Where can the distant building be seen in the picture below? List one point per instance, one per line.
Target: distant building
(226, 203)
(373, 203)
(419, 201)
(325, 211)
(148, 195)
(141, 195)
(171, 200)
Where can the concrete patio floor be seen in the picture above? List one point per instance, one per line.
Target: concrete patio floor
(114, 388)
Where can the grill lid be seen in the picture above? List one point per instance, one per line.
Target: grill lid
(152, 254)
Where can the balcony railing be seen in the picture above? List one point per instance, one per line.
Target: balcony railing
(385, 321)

_Written instruction_: Convert the data above into a Markdown table with the columns No. and Line, one numbered row per line and blank lines omitted.

_Result of this exercise_:
| No. | Line |
|---|---|
| 1 | Where can the distant building be seen in the picture below? List one point per instance, one per line. |
| 2 | Target: distant building |
| 3 | (226, 203) |
| 4 | (373, 203) |
| 5 | (419, 201) |
| 6 | (325, 211) |
| 7 | (148, 195) |
| 8 | (141, 195) |
| 9 | (171, 200) |
| 10 | Where can the concrete patio floor be seen in the picture above? List one point per instance, one per line. |
| 11 | Target: concrete patio floor |
| 12 | (114, 388) |
| 13 | Where can the grill lid be seen in the picture above? List one point per instance, one per line. |
| 14 | Target: grill lid |
| 15 | (152, 254) |
| 16 | Where can the balcony railing be seen in the picture above? List one point per instance, one per line. |
| 17 | Target: balcony railing |
| 18 | (385, 321) |